YOUR INSTRUCTIONS »
Can you rewrite the stretch from the line containing "For every instance of the spectator" through the end of the items, renaming "blue jersey" to "navy jersey" and leaving everything else unchanged?

Dataset excerpts on object pointing:

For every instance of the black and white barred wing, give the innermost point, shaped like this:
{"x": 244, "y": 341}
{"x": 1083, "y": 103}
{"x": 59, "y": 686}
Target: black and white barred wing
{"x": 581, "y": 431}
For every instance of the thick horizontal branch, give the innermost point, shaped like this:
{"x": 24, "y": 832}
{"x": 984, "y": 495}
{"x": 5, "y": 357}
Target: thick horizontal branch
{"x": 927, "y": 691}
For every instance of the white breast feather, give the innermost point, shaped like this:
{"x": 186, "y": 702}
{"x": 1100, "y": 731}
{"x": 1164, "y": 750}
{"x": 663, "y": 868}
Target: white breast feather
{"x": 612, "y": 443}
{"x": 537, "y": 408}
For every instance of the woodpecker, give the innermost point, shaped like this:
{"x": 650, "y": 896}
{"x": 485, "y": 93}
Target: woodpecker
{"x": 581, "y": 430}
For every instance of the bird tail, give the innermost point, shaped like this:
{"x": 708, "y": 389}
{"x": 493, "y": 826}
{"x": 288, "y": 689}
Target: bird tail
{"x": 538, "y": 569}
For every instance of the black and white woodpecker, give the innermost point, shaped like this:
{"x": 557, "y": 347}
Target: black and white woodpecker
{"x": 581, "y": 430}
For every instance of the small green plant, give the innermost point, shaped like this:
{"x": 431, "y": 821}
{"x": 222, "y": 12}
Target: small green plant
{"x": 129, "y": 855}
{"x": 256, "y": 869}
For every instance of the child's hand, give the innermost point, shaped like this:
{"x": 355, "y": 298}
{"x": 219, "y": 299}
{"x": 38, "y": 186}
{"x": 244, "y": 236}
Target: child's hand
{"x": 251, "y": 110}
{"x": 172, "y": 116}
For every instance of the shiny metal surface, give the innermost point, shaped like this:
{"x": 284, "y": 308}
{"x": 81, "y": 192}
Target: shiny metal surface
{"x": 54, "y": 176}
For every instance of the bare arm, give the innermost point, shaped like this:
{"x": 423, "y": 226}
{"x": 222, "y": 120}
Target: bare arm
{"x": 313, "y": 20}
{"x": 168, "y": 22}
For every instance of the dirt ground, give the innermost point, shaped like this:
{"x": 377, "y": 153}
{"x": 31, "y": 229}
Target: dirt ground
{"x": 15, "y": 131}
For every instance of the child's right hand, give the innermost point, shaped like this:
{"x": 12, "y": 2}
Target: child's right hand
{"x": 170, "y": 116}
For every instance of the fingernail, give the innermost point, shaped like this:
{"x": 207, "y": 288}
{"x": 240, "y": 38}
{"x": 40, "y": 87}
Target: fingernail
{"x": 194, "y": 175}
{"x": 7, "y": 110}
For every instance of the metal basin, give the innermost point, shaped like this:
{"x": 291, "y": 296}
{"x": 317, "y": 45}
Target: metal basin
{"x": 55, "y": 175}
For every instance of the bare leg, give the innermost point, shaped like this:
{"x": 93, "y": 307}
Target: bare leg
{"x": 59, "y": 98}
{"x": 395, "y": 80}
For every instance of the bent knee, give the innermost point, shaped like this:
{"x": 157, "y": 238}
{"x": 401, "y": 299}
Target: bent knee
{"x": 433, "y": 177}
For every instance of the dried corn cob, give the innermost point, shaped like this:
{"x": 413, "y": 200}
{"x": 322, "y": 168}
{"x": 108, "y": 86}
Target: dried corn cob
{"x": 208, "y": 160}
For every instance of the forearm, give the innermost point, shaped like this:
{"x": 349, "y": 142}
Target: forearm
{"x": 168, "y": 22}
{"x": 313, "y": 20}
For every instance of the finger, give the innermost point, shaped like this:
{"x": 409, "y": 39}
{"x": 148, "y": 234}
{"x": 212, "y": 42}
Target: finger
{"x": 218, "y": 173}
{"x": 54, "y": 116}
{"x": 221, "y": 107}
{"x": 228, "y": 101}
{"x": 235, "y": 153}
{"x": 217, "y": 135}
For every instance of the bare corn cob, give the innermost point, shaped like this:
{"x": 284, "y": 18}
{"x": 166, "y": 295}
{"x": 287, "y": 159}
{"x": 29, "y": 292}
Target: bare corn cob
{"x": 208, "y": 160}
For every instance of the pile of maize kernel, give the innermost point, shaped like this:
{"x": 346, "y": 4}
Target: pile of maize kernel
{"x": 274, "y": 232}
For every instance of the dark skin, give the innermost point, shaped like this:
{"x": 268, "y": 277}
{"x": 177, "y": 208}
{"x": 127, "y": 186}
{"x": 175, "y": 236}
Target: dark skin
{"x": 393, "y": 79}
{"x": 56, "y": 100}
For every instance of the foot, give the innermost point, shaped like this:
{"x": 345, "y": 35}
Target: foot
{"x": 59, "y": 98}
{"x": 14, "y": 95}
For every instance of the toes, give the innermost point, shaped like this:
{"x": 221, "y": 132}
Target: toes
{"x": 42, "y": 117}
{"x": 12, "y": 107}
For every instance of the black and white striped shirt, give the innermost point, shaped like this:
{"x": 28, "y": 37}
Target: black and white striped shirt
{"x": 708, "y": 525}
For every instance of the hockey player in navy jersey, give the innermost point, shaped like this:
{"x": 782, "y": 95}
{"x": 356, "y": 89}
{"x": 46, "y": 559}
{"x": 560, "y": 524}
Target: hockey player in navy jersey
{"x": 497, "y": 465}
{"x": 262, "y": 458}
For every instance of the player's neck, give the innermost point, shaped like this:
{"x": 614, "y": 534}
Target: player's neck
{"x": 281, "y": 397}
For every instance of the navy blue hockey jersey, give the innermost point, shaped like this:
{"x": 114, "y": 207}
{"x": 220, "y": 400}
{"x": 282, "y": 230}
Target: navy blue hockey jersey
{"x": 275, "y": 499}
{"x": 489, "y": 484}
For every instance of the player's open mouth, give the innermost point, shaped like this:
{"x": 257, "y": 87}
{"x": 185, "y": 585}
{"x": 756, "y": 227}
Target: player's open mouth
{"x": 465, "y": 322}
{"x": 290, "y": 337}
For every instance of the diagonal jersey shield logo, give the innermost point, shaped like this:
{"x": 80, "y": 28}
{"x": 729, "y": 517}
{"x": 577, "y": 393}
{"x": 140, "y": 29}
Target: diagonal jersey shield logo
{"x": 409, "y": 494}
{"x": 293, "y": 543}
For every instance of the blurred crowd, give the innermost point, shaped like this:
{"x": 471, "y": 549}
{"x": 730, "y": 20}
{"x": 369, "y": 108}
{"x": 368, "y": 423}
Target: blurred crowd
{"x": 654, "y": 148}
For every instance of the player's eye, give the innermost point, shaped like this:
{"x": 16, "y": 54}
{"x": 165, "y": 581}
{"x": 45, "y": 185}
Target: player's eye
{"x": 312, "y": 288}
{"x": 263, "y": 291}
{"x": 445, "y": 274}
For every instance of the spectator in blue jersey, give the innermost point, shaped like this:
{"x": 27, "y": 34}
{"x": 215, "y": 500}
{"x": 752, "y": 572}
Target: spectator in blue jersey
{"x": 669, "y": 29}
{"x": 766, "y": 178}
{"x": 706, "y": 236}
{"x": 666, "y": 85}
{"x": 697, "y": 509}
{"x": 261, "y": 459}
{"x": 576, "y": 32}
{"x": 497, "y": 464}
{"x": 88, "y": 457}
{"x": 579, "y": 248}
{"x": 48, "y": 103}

COMPLETED TASK »
For every instance of the spectator in navy jersey, give the innermost point, shaped like this:
{"x": 27, "y": 34}
{"x": 215, "y": 500}
{"x": 752, "y": 572}
Target: spectator in navy jersey
{"x": 669, "y": 29}
{"x": 766, "y": 178}
{"x": 706, "y": 236}
{"x": 666, "y": 85}
{"x": 697, "y": 509}
{"x": 261, "y": 459}
{"x": 576, "y": 32}
{"x": 497, "y": 464}
{"x": 88, "y": 457}
{"x": 579, "y": 248}
{"x": 48, "y": 103}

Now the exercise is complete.